→ What you are asked to do:
Edit the material below so that each "pin" reads "marker" instead, and leave everything else as it is.

Entries from a dataset:

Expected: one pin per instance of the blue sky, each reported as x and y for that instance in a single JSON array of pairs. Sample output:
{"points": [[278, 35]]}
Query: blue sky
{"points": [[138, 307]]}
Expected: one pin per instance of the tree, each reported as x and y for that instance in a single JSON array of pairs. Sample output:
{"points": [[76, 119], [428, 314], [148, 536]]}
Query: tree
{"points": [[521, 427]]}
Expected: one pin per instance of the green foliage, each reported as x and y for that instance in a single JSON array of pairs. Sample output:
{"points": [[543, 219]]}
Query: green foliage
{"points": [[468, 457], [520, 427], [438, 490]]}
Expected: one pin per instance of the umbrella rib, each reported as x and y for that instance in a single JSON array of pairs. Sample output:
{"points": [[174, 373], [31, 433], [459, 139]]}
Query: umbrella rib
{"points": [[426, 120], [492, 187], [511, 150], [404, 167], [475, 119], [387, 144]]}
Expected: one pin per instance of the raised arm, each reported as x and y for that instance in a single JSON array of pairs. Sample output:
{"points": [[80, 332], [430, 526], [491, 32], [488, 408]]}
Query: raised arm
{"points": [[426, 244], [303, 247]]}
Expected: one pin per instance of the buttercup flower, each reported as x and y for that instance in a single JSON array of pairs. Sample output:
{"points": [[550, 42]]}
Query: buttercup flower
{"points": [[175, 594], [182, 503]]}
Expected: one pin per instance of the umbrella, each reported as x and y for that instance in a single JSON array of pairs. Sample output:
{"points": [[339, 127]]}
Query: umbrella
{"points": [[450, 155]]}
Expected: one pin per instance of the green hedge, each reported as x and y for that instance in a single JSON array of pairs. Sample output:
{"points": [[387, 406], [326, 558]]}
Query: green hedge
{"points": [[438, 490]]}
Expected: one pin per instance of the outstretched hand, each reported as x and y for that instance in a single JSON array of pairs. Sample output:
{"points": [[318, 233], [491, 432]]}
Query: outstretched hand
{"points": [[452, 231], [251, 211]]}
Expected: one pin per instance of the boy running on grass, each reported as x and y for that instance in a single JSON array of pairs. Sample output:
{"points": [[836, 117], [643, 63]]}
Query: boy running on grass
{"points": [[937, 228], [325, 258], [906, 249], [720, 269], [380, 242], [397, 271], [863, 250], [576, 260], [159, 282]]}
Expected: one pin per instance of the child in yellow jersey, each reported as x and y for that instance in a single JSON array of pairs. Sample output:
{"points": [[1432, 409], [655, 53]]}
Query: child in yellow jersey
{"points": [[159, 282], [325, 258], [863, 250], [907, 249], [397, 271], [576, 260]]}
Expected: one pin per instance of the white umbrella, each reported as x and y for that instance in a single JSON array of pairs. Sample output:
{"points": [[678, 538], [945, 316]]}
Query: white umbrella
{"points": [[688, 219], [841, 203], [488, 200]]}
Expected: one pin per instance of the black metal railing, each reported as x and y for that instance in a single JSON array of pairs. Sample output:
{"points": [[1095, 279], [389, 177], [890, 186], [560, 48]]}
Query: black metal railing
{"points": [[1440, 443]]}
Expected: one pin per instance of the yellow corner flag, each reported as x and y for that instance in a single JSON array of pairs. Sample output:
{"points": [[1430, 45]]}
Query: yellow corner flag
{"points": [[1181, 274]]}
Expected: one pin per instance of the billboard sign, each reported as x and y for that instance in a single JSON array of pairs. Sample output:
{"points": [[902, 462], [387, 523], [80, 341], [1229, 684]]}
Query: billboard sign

→ Reply to the exercise:
Expected: one marker per instance of the blue sky, each reported as x and y for that instance in a single JSON array of pairs. Sample output:
{"points": [[278, 35]]}
Query: blue sky
{"points": [[138, 307]]}
Expected: one marker per instance of the tree, each reported as x and y for that instance in a single JSON array of pairs. Sample output:
{"points": [[76, 119], [428, 314], [148, 536]]}
Query: tree
{"points": [[521, 427]]}
Expected: one marker per instance of the green foliage, each reported as x and y for that instance in a single JSON array of pairs. Sample output:
{"points": [[543, 219]]}
Query: green foliage
{"points": [[468, 457], [520, 427], [438, 490]]}
Expected: one marker per instance of the umbrella rib, each reported as x and y for that instance in a single JSON array of pairs. Sample output:
{"points": [[174, 373], [31, 433], [459, 139]]}
Query: umbrella rib
{"points": [[426, 120], [492, 187], [511, 150], [404, 167], [475, 119], [387, 144]]}
Expected: one marker per instance of the raised arm, each reported as x and y for that instance in a single JSON array of pairs. Sample output:
{"points": [[80, 332], [430, 526], [491, 32], [488, 408]]}
Query: raised arm
{"points": [[426, 244], [303, 247]]}
Expected: one marker per instance of the buttercup flower, each reported as x and y for that instance in a single JSON array of pairs. Sample output:
{"points": [[550, 42]]}
Query: buttercup flower
{"points": [[175, 594], [182, 503]]}
Expected: one marker per instance of the umbrella, each reported as x and y for that instance in a single JSON array of pairs. Sample output:
{"points": [[339, 127]]}
Query: umbrella
{"points": [[450, 155]]}
Expected: one marker per instance of the green hedge, each reported as x and y for that instance in a single JSON array of pairs. Sample output:
{"points": [[387, 406], [326, 558]]}
Query: green hedge
{"points": [[438, 490]]}
Expected: one marker per instance of the outstretched hand, each reported as x and y for that instance in a single JSON array of pairs. Sample output:
{"points": [[318, 233], [491, 432]]}
Query: outstretched hand
{"points": [[452, 231], [251, 211]]}
Expected: one marker per instance of the boy running on grass, each reported as x and y for that instance in a single JSON array of pairs. Sample output:
{"points": [[836, 117], [643, 63]]}
Query: boy running on grass
{"points": [[937, 228], [325, 258], [906, 249], [720, 269], [380, 242], [397, 271], [863, 250], [576, 260], [159, 282]]}
Expected: one marker per instance of the child in yellow jersey, each reported as x and y for that instance in a single JSON array of pairs. Sample output:
{"points": [[1432, 409], [655, 53]]}
Query: child in yellow jersey
{"points": [[159, 282], [325, 258], [863, 250], [907, 249], [397, 271], [576, 260]]}
Expected: one marker per instance of the white umbrella, each reported as x and y for that instance in a single JSON array of pairs. Sample output:
{"points": [[678, 538], [945, 316]]}
Query: white umbrella
{"points": [[688, 219], [841, 203], [488, 200]]}
Expected: one marker per instance of the black metal railing, each reported as x and y for that instance in a single JSON array of pairs. Sample output:
{"points": [[1095, 279], [389, 177], [890, 186], [560, 48]]}
Query: black metal railing
{"points": [[1440, 443]]}
Expected: one marker per instance of the yellow corner flag, each reported as x and y for that instance in a single JSON array of pairs. Sample output:
{"points": [[1430, 45]]}
Query: yellow corner flag
{"points": [[1181, 274]]}
Expected: one marker per instance of the billboard sign, each reported as x and y for that instance in a single JSON array of pairs. Sample output:
{"points": [[902, 462], [387, 523], [80, 341], [1229, 684]]}
Query: billboard sign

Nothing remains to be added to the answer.